(STATED PROBLEM 1) Pick out every line in the rows below that contains the string "field", matching case exactly.

**** READING PASSAGE ****

“Volksmusik” (translating as the “people’s music”) is the name given to traditional German folk music. Prior to the unification of Germany in 1871, the country was separated into different provinces. Each region had its own unique style of folk music. Often passed down through generations, it was composed collectively by the people reflecting their lifestyles and traditions. While popular through out Germany, folk music was especially embraced in East Germany, where it evoked a sense of pride and patriotism.
German folk music is entrenched in the country’s political history. Joseph Goebbels worked under the Nazi German government and was responsible for delivering propaganda, painting Hitler in a positive light. In 1933 he was appointed the director of the Reich Chamber of Culture, and heavy restrictions were enforced across all areas of creative arts. As a result many Jewish entertainers including musicians became unemployed. Goebbels stated “The radio is the most influential and important intermediary between a spiritual movement and the nation, between the idea and the people.” (NSDAP – 1938) In a controlled effort to encourage more Youth to join The Nazi movement, songs praising the German race were introduced instead.

**** ENTRIES SUPPLIED ****

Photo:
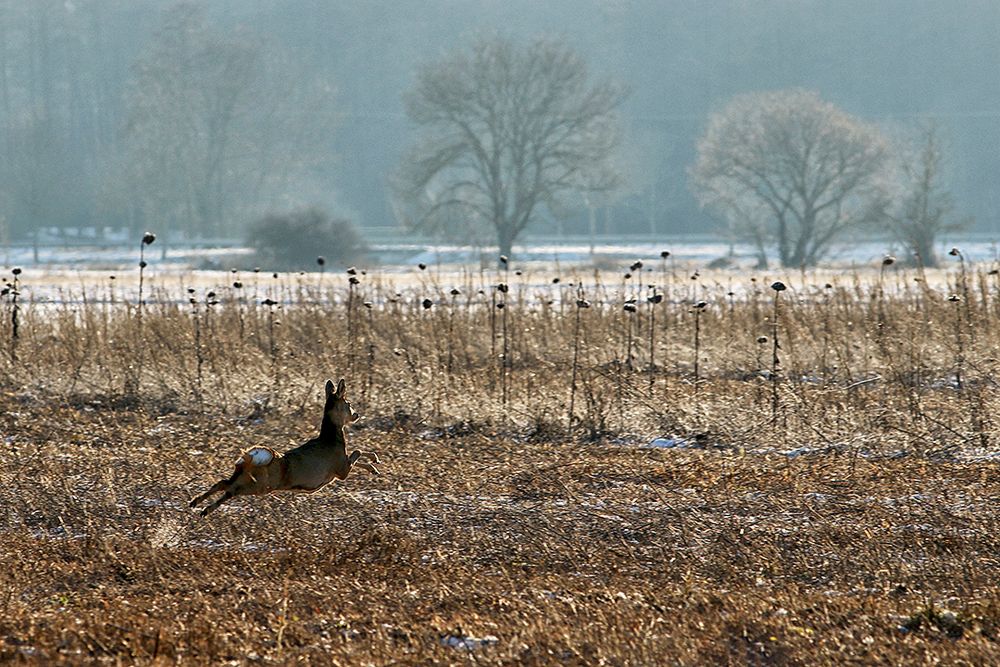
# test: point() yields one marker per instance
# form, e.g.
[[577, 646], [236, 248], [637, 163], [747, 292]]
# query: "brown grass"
[[858, 524]]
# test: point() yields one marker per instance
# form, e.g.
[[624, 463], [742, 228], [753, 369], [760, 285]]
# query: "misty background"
[[105, 120]]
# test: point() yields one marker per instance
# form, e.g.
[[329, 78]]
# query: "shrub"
[[294, 240]]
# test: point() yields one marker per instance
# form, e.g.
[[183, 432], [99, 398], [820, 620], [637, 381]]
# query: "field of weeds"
[[650, 466]]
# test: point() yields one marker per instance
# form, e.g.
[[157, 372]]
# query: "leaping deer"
[[308, 467]]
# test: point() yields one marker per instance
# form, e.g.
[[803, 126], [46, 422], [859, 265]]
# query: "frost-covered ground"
[[395, 256]]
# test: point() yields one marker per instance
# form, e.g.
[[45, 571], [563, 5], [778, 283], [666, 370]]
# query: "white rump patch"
[[260, 456]]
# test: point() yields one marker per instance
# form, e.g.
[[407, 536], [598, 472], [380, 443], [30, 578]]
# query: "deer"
[[309, 467]]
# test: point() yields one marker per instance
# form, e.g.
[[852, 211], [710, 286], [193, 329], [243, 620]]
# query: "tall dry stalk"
[[698, 309], [581, 303], [778, 288]]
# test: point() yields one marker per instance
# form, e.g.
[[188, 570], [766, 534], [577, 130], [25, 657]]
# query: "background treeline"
[[292, 103]]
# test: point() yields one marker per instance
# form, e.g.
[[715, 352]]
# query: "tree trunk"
[[505, 242]]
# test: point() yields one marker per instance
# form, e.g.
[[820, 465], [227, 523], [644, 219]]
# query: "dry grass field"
[[573, 478]]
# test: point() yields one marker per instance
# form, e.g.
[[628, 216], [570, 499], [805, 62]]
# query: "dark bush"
[[293, 241]]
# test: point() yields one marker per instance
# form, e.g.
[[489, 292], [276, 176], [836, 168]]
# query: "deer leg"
[[369, 467], [225, 496], [371, 456], [218, 486]]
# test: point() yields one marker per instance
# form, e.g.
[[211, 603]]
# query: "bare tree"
[[218, 127], [926, 207], [506, 129], [787, 169]]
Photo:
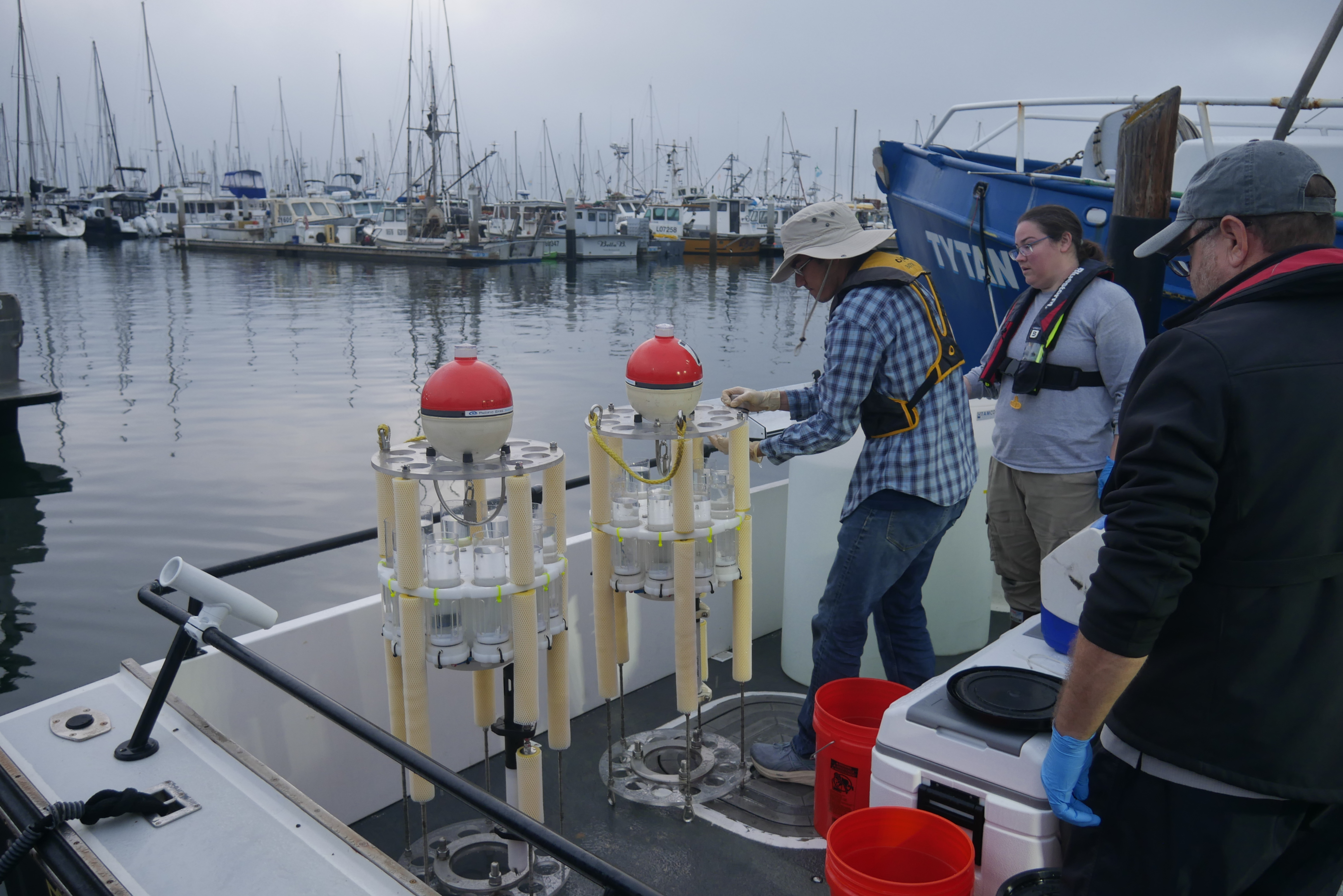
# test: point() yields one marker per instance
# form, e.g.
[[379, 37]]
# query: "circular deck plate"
[[97, 723], [472, 845], [410, 461], [655, 780], [707, 420]]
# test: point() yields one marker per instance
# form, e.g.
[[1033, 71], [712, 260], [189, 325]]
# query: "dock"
[[464, 257]]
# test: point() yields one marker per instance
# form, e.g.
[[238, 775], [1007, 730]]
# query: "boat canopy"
[[245, 185]]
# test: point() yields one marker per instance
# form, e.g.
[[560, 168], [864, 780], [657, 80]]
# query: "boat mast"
[[112, 125], [432, 132], [238, 132], [457, 109], [61, 123], [410, 64], [154, 113], [340, 89], [27, 115], [285, 139]]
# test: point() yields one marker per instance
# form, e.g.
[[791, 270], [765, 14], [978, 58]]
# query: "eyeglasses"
[[1027, 249], [1173, 257]]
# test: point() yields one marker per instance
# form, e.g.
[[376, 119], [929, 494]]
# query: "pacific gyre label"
[[844, 796]]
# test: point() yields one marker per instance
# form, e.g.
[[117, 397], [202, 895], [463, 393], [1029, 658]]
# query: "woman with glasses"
[[1059, 367]]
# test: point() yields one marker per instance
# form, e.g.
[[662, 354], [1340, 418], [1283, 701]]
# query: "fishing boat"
[[955, 210], [113, 216]]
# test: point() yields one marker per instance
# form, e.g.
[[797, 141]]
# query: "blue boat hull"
[[933, 205]]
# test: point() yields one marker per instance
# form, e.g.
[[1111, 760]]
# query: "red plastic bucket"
[[892, 851], [847, 718]]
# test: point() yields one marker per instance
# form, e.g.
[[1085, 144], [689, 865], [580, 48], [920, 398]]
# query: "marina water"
[[218, 408]]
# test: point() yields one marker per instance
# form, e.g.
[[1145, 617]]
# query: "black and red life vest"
[[1032, 373]]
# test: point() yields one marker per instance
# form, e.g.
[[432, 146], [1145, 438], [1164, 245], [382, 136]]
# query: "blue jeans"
[[886, 550]]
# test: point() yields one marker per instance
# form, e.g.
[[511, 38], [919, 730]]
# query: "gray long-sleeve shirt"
[[1070, 432]]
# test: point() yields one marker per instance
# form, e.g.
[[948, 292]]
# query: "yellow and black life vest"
[[884, 416]]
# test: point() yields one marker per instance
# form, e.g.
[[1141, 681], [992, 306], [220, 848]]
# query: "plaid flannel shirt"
[[880, 335]]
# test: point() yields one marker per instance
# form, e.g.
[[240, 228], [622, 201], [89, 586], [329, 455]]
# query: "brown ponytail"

****

(STATED PROBLEM 2) Continue the passage on German folk music, starting right after its last sentence.

(RESPONSE 1)
# query: "field of weeds"
# query: "dry grass field"

(RESPONSE 2)
Traditional folk music known as “volkslieder” was taught to children at school. Different from the to the 19th century German folk music, these songs were more upbeat and happy. Following the student revolution in 1968, new songs reflecting political rebellion began to emerge. The folk scene flourished with more realistic songs rich in emotion. The instruments used in volksmusik date back hundreds of years and are unique and distinct to this genre of music. Accordions are often used, with the most common being the schwyzerogeli. Translating to “little organ”, different sounds are created by pushing of pulling the bellow. The right side has 31 buttons forming the treble, while the left side plays the base and has 18 chords. The steirisches harmonica is another type of accordion popular in volksmusik. While also having diatonic buttons, it produces more distinct bass notes. The zither is a five stringed instrument played upon a table top. The left hand controls the pitch while the right hand controls the strings on the fretboard. Another important string instrument in German folk music is the classical (nylon strings) or acoustic (steel strings) guitar. Often used to help carry the melody of the song, the distinct rhythm is created by using the palm of the hand to stop the bass, while continuing to play the chords.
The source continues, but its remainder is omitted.